(Entries for locating named things)
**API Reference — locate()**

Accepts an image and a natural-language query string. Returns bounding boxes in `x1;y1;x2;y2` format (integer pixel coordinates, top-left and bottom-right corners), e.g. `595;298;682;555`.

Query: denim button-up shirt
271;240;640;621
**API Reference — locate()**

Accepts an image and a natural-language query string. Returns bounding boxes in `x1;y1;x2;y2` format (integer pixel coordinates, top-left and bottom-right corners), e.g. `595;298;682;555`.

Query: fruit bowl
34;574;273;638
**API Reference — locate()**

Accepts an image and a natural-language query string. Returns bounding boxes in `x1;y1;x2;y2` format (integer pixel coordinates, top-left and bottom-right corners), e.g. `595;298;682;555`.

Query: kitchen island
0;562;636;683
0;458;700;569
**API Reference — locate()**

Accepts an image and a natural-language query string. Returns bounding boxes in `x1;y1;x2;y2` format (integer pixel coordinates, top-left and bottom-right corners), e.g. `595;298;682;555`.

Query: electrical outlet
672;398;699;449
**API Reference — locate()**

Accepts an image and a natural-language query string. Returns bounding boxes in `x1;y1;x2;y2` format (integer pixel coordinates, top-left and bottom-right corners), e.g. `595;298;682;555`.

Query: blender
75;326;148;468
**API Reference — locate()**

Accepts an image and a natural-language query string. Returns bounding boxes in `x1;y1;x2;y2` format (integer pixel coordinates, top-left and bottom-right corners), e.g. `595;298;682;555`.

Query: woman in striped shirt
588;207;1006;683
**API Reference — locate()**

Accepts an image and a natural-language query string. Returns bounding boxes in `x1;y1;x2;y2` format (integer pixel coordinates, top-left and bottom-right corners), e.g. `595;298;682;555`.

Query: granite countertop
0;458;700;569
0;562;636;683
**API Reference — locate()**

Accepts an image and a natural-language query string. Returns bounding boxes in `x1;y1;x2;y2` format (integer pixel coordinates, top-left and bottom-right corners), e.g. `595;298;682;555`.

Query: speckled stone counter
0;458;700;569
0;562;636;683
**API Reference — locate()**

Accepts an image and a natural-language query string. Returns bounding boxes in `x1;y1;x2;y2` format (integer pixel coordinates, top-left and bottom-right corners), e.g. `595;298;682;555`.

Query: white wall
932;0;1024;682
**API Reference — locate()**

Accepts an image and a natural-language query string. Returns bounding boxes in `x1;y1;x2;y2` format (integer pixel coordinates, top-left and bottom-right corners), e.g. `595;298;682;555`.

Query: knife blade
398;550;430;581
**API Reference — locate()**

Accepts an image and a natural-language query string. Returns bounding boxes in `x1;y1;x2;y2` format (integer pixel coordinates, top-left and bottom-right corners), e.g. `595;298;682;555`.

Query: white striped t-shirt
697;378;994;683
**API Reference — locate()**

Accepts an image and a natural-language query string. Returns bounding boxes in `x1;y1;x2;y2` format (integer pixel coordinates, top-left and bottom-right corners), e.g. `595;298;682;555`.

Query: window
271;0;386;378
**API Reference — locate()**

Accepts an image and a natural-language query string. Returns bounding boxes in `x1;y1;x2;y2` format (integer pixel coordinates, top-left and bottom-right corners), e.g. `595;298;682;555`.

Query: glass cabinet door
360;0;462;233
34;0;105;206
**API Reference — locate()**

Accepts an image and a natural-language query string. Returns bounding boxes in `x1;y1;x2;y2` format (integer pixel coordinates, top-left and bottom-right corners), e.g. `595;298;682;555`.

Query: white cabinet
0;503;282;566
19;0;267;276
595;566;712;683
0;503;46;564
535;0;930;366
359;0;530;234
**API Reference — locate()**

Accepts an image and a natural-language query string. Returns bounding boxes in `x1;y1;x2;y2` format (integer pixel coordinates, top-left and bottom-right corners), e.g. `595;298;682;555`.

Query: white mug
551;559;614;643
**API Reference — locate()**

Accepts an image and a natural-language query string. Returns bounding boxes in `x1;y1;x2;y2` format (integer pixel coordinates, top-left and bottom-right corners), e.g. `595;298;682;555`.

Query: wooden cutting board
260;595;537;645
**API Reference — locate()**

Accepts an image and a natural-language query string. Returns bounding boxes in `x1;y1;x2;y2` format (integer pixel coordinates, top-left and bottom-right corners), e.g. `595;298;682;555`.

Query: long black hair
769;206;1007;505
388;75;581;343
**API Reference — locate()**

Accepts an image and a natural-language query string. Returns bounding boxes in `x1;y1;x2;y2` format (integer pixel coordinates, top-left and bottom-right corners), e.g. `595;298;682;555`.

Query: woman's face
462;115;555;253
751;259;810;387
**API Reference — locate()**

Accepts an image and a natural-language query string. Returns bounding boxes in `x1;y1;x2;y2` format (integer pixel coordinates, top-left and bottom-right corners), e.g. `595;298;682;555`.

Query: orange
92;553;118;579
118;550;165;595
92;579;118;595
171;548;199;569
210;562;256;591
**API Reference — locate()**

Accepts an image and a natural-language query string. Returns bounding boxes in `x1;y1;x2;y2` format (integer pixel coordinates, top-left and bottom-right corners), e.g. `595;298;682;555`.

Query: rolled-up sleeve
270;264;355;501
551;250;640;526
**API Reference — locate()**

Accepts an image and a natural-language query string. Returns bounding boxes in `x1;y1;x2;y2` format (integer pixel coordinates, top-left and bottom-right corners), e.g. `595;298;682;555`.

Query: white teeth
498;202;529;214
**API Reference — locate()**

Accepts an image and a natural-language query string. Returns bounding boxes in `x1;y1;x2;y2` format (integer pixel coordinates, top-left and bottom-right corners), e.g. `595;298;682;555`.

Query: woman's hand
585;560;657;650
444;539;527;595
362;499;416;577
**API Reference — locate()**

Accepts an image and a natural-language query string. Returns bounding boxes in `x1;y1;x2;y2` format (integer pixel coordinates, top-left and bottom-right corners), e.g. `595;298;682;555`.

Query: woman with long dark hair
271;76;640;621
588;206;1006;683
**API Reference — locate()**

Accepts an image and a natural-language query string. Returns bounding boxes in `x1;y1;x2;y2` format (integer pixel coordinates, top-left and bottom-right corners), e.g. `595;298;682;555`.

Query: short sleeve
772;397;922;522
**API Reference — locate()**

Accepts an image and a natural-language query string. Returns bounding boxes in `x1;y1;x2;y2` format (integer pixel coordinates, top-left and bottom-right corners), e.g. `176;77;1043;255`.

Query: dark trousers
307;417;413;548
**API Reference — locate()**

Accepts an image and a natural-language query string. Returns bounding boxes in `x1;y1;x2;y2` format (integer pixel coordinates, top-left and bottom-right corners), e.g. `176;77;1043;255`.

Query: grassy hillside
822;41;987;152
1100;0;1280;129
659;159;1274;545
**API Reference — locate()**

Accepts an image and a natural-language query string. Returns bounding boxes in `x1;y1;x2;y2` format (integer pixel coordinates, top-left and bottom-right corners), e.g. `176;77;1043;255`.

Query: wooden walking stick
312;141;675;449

- **What needs to be done**
Count the lines in the data that contain the string "long", matching case exactly, and reply with the number only.

- **Solution for this exercise**
2